Please return every line of the listing below that contains the string "dark". Case counts.

#### INFORMATION PROVIDED ####

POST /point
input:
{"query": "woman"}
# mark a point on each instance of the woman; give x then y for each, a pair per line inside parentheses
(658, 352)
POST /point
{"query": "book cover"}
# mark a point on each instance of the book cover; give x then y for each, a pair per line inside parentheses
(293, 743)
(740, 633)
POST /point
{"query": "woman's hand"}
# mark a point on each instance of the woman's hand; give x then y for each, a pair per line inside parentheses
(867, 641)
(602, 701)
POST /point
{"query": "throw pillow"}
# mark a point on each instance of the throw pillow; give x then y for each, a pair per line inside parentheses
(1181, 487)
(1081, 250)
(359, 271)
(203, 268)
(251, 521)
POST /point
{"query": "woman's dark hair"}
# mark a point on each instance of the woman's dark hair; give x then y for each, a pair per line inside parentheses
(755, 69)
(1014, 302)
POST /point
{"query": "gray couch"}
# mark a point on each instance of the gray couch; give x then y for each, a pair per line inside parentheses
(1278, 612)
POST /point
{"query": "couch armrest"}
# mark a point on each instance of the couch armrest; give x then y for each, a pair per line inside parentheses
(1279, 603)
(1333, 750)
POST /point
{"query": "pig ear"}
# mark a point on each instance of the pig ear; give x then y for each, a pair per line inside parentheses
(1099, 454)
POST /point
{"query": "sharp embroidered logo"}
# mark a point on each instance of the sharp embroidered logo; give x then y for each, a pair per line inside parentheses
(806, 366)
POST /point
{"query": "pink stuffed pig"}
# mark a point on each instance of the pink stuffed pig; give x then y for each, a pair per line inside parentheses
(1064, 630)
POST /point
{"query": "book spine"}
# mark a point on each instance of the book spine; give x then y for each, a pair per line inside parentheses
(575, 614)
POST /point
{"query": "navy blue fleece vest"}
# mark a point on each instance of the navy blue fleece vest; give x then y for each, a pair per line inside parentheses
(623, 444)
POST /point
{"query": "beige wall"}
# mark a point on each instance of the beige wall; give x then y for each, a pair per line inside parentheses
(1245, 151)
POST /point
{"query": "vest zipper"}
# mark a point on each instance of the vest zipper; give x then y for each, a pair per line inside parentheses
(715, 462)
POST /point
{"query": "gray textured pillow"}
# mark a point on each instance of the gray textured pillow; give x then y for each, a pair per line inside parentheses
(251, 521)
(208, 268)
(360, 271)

####

- _FINAL RESULT_:
{"query": "woman's dark hair"}
# mark a point on each instance of the woman's dark hair; give x then y for each, a pair per line inside parentheses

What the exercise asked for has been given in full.